Nightrider is the sixth studio album by Charlie Daniels and the third as the Charlie Daniels Band, released on November 25, 1975.

Track listing 
All songs composed by the bandleader, Charlie Daniels, except where indicated:

Side one 
 "Texas" - 3:04
 "Willie Jones" - 3:14
 "Franklin Limestone" (Tom Crain) - 5:40
 "Evil" - 2:53
 "Everything Is Kinda All Right" - 5:11

Side two 
 "Funky Junky" - 5:06
 "Birmingham Blues" - 4:43
 "Damn Good Cowboy" - 4:35
 "Tomorrow's Gonna Be Another Day" - 3:31

There has been some confusion with the credits for the song "Birmingham Blues" that Charlie Daniels wrote for this 1975 album. In 1977, Jeff Lynne also wrote a song called "Birmingham Blues" for his band, Electric Light Orchestra's album, Out of the Blue, and now Allmusic shows the 1975 Charlie Daniels song as being co-written by Lynne (but not the other way around), which is nonsensical.

[Items listed in a dataset]
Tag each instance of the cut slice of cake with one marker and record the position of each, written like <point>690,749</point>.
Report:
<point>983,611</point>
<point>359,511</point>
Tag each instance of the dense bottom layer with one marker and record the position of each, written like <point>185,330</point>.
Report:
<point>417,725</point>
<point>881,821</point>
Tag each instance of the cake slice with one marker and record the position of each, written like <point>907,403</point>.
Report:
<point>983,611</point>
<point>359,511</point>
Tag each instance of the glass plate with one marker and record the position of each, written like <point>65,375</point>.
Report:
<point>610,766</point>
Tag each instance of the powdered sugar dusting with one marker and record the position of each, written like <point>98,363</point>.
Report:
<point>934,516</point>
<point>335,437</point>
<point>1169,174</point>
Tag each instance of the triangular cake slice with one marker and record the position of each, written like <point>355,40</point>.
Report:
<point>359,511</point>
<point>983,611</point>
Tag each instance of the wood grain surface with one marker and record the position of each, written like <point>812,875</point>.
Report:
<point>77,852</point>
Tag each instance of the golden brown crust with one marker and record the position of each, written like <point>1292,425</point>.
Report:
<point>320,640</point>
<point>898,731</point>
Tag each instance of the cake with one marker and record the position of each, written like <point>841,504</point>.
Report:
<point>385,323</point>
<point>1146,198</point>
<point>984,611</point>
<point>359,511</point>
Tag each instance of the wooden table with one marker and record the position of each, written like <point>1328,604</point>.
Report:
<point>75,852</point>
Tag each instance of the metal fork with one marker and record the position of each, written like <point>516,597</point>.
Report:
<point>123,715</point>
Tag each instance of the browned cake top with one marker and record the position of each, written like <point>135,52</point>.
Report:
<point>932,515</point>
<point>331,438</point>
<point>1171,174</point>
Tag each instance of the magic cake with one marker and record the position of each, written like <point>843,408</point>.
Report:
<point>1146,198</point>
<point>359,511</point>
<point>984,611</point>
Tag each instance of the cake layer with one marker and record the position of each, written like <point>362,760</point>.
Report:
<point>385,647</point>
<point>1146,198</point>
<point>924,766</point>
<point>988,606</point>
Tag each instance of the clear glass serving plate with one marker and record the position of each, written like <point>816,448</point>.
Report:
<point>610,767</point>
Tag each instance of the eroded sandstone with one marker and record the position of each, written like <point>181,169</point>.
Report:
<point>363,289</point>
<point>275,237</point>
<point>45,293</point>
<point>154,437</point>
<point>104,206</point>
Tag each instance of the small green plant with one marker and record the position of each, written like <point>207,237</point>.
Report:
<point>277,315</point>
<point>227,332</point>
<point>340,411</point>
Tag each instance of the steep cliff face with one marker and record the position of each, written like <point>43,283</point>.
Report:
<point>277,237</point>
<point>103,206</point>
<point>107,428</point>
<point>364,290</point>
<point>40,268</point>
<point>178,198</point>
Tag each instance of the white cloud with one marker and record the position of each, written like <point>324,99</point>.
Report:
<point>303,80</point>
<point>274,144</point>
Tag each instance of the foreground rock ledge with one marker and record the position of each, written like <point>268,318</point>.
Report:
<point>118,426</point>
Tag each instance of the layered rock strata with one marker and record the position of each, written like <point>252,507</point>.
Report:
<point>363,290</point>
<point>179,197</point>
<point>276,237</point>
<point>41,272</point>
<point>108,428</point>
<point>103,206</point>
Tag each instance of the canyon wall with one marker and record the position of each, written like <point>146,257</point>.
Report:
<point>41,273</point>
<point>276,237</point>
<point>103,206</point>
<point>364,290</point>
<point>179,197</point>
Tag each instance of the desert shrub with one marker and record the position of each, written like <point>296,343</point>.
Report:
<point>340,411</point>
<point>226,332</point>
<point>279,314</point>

### What the task asks:
In the Nightrider text, who is credited as the composer of "Franklin Limestone"?

### Reply:
Tom Crain